Copy the material word for word, from the line with "target | black tire" to the line with "column 1097, row 508", including both of those lines.

* START *

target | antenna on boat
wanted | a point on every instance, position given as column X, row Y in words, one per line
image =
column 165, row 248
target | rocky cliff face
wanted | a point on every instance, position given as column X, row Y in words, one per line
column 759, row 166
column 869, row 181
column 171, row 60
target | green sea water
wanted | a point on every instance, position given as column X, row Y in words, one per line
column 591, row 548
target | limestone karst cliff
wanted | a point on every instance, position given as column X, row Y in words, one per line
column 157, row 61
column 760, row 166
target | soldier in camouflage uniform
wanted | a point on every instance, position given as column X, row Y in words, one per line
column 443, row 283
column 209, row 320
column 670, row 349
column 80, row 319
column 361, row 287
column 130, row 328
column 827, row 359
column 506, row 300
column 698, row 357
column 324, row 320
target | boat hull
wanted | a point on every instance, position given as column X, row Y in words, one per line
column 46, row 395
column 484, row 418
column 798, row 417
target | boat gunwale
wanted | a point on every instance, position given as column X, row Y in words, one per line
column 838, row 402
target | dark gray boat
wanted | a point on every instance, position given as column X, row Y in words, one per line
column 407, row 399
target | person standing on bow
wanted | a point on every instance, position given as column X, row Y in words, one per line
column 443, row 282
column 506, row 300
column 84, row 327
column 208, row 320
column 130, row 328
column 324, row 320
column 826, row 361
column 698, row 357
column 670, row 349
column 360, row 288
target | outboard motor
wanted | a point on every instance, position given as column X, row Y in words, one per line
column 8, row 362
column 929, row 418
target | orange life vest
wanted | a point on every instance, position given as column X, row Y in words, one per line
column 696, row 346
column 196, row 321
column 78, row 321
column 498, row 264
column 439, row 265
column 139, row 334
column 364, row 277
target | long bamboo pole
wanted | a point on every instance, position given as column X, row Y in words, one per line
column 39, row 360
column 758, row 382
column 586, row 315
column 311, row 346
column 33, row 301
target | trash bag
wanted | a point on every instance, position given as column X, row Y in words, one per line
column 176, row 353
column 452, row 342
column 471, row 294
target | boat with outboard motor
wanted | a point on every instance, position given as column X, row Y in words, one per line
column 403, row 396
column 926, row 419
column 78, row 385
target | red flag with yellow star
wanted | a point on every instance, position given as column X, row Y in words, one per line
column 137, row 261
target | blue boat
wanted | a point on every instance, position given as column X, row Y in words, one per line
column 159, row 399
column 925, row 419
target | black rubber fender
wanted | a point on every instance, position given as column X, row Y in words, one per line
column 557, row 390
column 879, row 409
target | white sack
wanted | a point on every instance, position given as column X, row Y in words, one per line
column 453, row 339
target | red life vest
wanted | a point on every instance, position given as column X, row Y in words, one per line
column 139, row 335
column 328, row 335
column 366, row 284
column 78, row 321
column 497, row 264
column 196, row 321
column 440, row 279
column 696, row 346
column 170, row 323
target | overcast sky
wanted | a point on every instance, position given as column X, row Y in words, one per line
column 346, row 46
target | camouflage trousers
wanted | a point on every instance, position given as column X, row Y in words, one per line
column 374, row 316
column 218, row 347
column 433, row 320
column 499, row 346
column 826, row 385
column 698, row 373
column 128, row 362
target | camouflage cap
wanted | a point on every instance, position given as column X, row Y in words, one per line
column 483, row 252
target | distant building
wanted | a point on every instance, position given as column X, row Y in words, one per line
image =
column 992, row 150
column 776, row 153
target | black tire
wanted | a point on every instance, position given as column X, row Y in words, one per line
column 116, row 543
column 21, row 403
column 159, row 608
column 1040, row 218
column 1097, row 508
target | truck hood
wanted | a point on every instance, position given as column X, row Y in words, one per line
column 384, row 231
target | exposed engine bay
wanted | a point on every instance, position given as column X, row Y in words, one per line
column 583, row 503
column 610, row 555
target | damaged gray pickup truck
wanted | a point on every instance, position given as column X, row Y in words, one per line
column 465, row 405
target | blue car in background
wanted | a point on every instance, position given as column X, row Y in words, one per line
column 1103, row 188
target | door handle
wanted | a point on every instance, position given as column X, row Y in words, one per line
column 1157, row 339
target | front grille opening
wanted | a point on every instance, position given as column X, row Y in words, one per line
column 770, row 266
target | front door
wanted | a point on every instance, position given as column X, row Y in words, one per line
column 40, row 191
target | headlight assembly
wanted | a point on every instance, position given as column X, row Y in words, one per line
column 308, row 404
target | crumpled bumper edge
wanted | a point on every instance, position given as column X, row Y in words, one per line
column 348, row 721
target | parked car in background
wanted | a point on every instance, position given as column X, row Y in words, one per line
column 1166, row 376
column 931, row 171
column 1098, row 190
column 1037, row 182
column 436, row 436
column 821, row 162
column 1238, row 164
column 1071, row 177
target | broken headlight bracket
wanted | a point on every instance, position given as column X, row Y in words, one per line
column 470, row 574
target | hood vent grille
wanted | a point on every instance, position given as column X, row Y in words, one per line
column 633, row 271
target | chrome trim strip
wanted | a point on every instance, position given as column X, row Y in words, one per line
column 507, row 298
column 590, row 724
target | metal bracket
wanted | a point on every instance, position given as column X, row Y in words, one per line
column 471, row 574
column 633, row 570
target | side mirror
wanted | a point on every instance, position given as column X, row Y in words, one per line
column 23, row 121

* END *

→ **Reply**
target | black tire
wanted | a point on every instance, position given as column X, row Y in words, one per line
column 116, row 543
column 21, row 403
column 159, row 608
column 1040, row 218
column 1097, row 508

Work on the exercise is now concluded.